SUPPLIED MATERIAL:
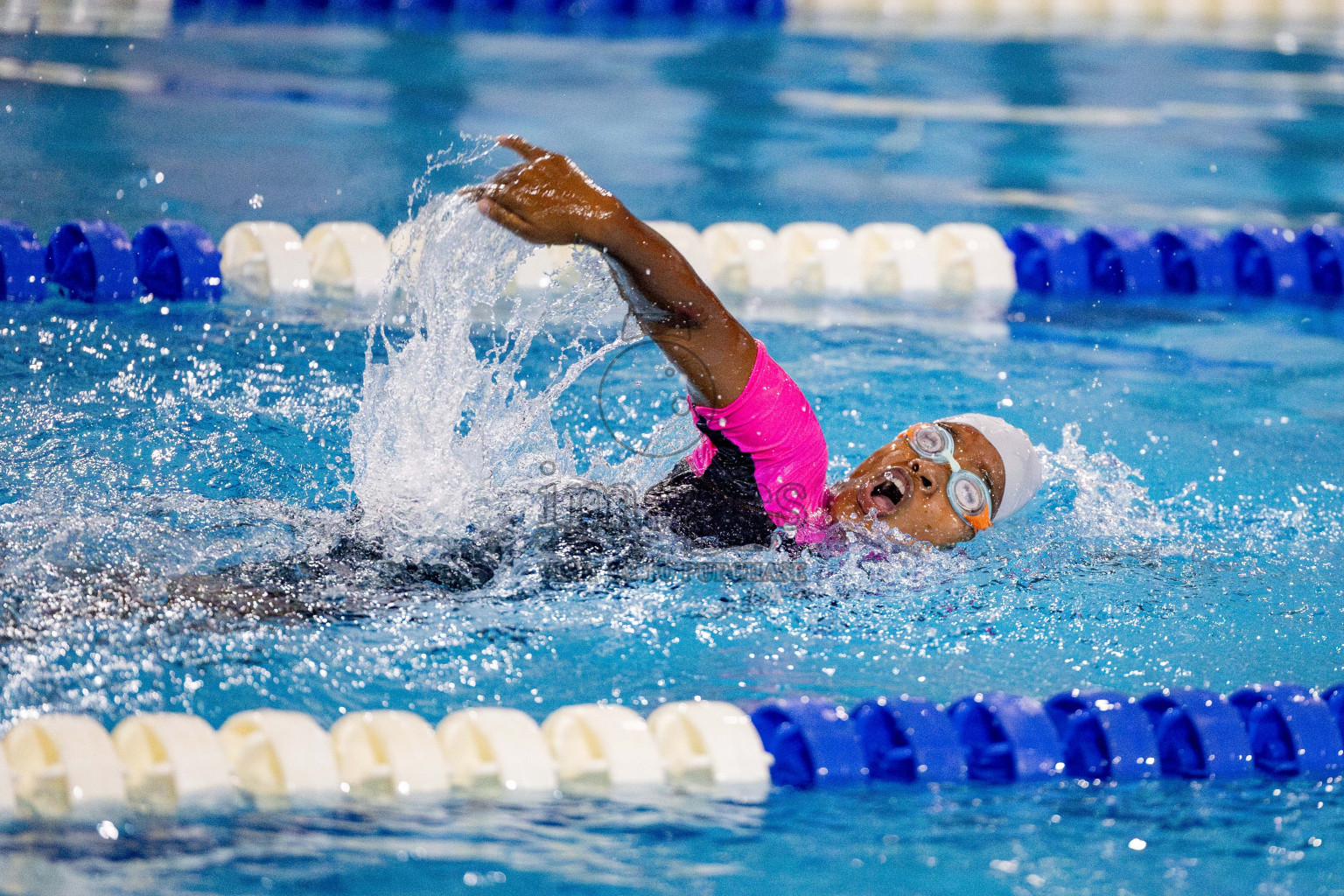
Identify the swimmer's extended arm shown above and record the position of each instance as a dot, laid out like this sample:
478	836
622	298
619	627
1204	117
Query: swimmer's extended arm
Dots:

...

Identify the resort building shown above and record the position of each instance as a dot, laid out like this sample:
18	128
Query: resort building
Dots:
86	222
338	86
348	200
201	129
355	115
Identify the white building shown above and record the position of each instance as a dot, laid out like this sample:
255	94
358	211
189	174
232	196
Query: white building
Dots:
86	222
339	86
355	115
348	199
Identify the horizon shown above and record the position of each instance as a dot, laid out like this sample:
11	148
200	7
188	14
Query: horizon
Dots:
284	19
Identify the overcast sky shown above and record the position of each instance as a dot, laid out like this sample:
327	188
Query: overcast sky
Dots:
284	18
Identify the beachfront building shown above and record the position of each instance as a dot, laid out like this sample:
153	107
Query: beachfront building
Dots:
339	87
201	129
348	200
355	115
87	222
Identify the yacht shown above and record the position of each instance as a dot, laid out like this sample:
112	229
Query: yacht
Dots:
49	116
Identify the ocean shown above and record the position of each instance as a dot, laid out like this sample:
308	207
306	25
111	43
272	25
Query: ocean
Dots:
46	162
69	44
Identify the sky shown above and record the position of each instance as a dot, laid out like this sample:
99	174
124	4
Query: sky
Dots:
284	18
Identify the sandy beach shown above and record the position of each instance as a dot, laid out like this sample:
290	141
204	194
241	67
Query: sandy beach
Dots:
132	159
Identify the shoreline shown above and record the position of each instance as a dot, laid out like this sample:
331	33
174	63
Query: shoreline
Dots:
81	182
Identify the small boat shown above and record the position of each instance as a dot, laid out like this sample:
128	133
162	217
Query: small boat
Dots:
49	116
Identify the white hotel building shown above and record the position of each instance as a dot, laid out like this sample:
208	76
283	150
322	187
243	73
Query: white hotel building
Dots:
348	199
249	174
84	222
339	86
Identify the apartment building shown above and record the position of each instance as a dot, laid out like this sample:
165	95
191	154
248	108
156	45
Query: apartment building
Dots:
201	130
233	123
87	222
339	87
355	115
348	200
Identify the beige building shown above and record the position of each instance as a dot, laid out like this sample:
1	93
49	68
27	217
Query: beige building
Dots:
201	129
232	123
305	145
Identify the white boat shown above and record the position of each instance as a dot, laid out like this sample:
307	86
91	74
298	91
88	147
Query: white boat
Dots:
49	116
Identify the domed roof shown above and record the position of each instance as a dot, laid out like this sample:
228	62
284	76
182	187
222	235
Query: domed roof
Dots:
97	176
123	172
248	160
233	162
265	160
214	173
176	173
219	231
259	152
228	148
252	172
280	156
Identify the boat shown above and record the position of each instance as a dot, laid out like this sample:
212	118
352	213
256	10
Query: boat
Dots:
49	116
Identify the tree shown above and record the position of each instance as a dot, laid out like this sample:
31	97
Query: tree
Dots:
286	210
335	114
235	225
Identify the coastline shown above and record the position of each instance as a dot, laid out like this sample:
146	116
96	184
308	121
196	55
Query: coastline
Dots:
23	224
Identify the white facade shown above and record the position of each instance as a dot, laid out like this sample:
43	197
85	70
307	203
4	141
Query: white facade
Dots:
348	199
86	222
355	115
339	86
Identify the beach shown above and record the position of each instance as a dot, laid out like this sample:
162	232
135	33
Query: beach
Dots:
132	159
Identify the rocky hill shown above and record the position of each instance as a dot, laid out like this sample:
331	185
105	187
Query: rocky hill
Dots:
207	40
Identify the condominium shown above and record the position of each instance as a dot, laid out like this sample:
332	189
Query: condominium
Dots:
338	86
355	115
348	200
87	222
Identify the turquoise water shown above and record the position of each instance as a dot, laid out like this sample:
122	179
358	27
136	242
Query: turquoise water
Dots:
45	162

EXERCISE DESCRIPTION: Report every line of the records that contains the word "small", treating uppercase and lowercase as different.

THE RESULT:
Identify the small boat shown above and record the position of each instance as a dot, laid out like this sample:
Query: small boat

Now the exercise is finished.